WORK INSTRUCTION A>
Copy the part of the quorum sensing abstract that begins at the words "The presence of" and stops after "of P. aeruginosa?".
WORK INSTRUCTION B>
Carry on the quorum sensing abstract, picking up right after its final sentence.

*** SUPPLIED TEXT ***

# Pseudomonas aeruginosa quorum sensing

> **NIH NIH R01** · UNIVERSITY OF WASHINGTON · 2020 · $311,000

## Abstract

Project Summary
Quorum sensing (QS) is a broadly distributed intercellular communication method used by bacteria to
coordinate group activities. The opportunistic human pathogen Pseudomonas aeruginosa uses QS to regulate
the production of numerous secreted products that include virulence factors, antibiotics, and proteases. The
ability of P. aeruginosa to alter its behavior as a group contributes to the difficulty of treating this bacterium in
diseases such as cystic fibrosis, in which it establishes chronic airway infections. In P. aeruginosa, QS is
mediated in part by the transcription factors LasR and RhlR, which respond to acyl-homoserine lactone
signals. In laboratory strains, LasR regulates RhlR, and together they control the transcription of hundreds of
genes. LasR mutants are common in CF (although RhlR mutants are not usually observed) implying
inactivation of QS in these isolates. However, in many P. aeruginosa isolates from cystic fibrosis, RhlR activity
is not dependent on LasR and many LasR-null isolates still engage in acyl-homoserine lactone QS.
The presence of active RhlR QS in these strains implies that QS is important for the regulation of certain
factors within the CF lung. This proposal uses a large collection of P. aeruginosa isolates from cystic fibrosis
patients to explore adaptations P. aeruginosa makes to preserve QS despite lasR mutation. The experiments
described in this proposal ask: 1) what are the genes regulated by QS transcription factors and what is the
“core” QS regulon of clinical isolates; 2) what are the genetic changes that allow for LasR-independent RhlR
activation in these clinical isolates and what are the direct gene targets of RhlR?; and 3) what are the
molecular mechanisms that prevent RhlR mutants from emerging in populations of P. aeruginosa?

*** End of SUPPLIED TEXT ***
*** GIVEN ENTRIES ***

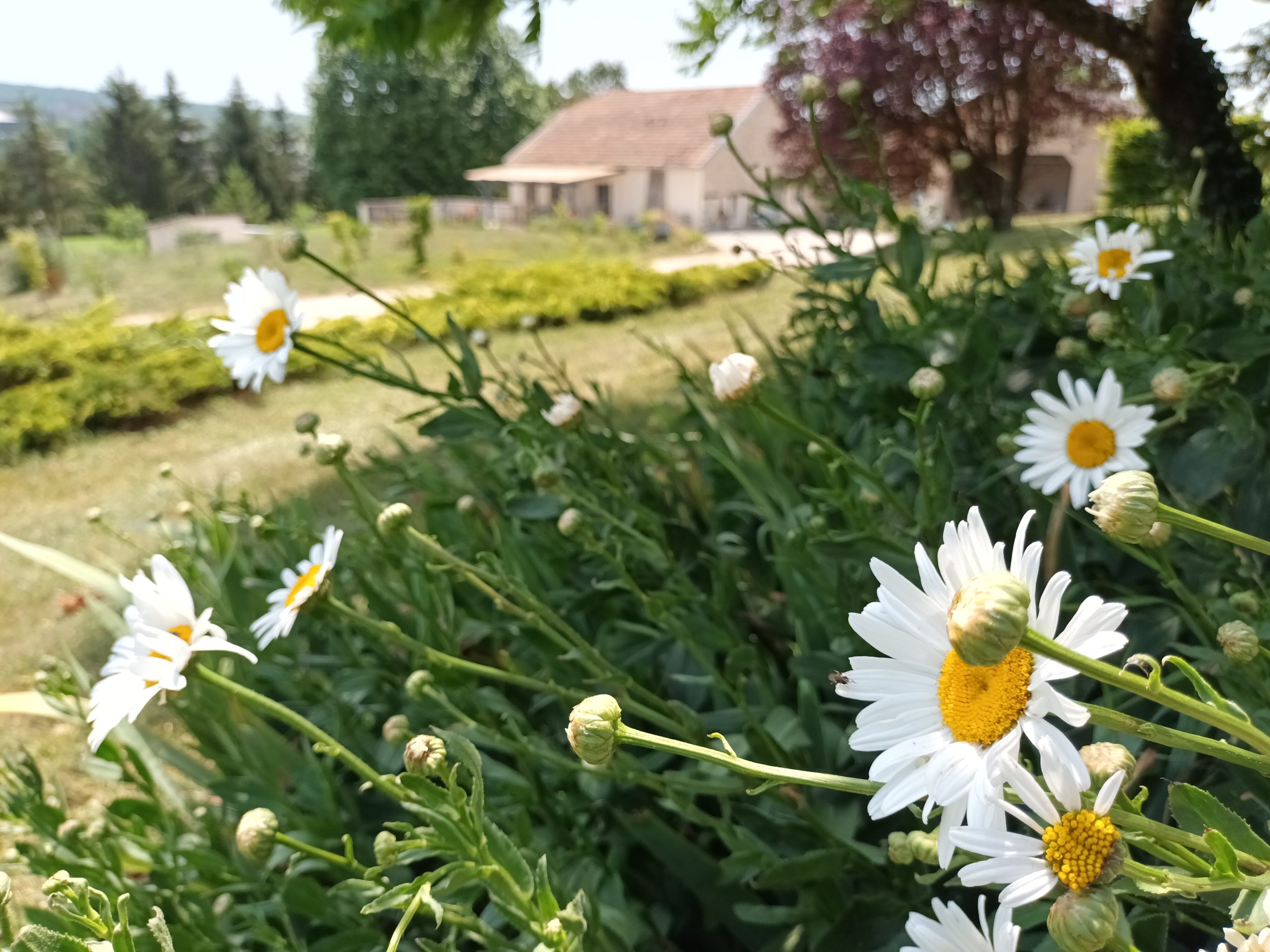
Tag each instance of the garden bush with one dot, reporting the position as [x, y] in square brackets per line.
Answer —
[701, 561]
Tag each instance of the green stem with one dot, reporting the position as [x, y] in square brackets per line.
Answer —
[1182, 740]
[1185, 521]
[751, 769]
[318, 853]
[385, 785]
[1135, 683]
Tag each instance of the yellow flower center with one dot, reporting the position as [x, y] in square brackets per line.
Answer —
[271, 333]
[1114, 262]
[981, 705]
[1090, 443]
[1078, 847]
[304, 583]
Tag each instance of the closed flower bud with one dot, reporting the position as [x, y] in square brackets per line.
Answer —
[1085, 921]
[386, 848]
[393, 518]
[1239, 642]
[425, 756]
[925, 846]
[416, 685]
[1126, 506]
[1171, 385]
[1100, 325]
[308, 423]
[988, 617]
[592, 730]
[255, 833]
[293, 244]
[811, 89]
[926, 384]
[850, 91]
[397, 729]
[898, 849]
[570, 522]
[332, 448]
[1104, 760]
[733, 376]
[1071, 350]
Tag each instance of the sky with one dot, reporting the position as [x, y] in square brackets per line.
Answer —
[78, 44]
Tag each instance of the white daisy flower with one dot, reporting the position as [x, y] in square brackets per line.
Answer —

*** End of GIVEN ENTRIES ***

ANSWER SECTION A>
The presence of active RhlR QS in these strains implies that QS is important for the regulation of certain
factors within the CF lung. This proposal uses a large collection of P. aeruginosa isolates from cystic fibrosis
patients to explore adaptations P. aeruginosa makes to preserve QS despite lasR mutation. The experiments
described in this proposal ask: 1) what are the genes regulated by QS transcription factors and what is the
“core” QS regulon of clinical isolates; 2) what are the genetic changes that allow for LasR-independent RhlR
activation in these clinical isolates and what are the direct gene targets of RhlR?; and 3) what are the
molecular mechanisms that prevent RhlR mutants from emerging in populations of P. aeruginosa?

ANSWER SECTION B>
The answers to these questions will give a more complete picture of QS in clinical P. aeruginosa, and guide
efforts to target QS or QS-regulated genes to manage and treat bacterial populations in human disease.

## Key facts

- **NIH application ID:** 9840487
- **Project number:** 5R01GM125714-03
- **Recipient organization:** UNIVERSITY OF WASHINGTON
- **Principal Investigator:** Ajai Dandekar
- **Activity code:** R01 (R01, R21, SBIR, etc.)
- **Funding institute:** NIH
- **Fiscal year:** 2020
- **Award amount:** $311,000
- **Award type:** 5
- **Project period:** 2018-01-05 → 2022-12-31

## Primary source

NIH RePORTER: https://reporter.nih.gov/project-details/9840487

## Citation

> US National Institutes of Health, RePORTER application 9840487, Pseudomonas aeruginosa quorum sensing (5R01GM125714-03). Retrieved via AI Analytics 2026-05-21 from https://api.ai-analytics.org/grant/nih/9840487. Licensed CC0.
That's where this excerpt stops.